━━ Provided data ━━

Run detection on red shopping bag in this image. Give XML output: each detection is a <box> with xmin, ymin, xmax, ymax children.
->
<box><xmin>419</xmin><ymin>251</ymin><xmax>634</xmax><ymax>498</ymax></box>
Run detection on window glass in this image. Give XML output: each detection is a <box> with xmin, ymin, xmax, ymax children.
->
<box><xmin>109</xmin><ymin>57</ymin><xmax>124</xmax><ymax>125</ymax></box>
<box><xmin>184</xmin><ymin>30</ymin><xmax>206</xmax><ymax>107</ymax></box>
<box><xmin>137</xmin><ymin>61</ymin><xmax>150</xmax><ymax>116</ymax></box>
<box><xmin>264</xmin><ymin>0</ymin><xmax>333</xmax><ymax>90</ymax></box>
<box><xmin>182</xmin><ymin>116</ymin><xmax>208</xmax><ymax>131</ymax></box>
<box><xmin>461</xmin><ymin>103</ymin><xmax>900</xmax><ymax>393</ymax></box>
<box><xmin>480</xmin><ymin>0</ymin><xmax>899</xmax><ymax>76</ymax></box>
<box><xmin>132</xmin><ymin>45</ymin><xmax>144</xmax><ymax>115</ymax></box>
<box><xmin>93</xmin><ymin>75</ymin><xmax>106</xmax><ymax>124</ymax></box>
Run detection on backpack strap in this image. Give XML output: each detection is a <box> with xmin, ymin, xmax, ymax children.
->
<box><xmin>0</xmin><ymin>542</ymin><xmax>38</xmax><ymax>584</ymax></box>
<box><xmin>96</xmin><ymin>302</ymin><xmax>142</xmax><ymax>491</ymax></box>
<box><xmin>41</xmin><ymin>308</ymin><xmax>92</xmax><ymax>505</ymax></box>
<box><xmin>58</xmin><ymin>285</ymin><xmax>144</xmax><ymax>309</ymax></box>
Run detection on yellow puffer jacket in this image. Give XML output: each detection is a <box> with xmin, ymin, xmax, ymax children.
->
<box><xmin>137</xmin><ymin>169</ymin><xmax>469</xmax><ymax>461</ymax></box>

━━━

All of the entries above should be output exactly as they are.

→ **Output of the exercise**
Run detection on red shopping bag in this image. Give XML output: each detection is a <box> with xmin, ymin, xmax, ymax children.
->
<box><xmin>419</xmin><ymin>251</ymin><xmax>634</xmax><ymax>498</ymax></box>
Run detection on window glass in this image. Give XML output: each detection is a <box> with xmin, ymin, xmax, ymax children.
->
<box><xmin>109</xmin><ymin>57</ymin><xmax>124</xmax><ymax>125</ymax></box>
<box><xmin>184</xmin><ymin>30</ymin><xmax>206</xmax><ymax>107</ymax></box>
<box><xmin>137</xmin><ymin>61</ymin><xmax>150</xmax><ymax>116</ymax></box>
<box><xmin>264</xmin><ymin>0</ymin><xmax>333</xmax><ymax>90</ymax></box>
<box><xmin>182</xmin><ymin>116</ymin><xmax>208</xmax><ymax>131</ymax></box>
<box><xmin>461</xmin><ymin>103</ymin><xmax>900</xmax><ymax>393</ymax></box>
<box><xmin>480</xmin><ymin>0</ymin><xmax>899</xmax><ymax>76</ymax></box>
<box><xmin>132</xmin><ymin>45</ymin><xmax>144</xmax><ymax>115</ymax></box>
<box><xmin>93</xmin><ymin>75</ymin><xmax>106</xmax><ymax>124</ymax></box>
Run detection on backpack strap in this image. Give XML output: each detection is a <box> with xmin, ymin, xmax, ymax children.
->
<box><xmin>0</xmin><ymin>542</ymin><xmax>38</xmax><ymax>584</ymax></box>
<box><xmin>96</xmin><ymin>302</ymin><xmax>142</xmax><ymax>491</ymax></box>
<box><xmin>41</xmin><ymin>308</ymin><xmax>92</xmax><ymax>505</ymax></box>
<box><xmin>58</xmin><ymin>285</ymin><xmax>144</xmax><ymax>309</ymax></box>
Run detection on yellow puffer jacket in this image. Give XML output: each detection is a <box> with xmin, ymin, xmax, ymax children.
->
<box><xmin>137</xmin><ymin>169</ymin><xmax>469</xmax><ymax>461</ymax></box>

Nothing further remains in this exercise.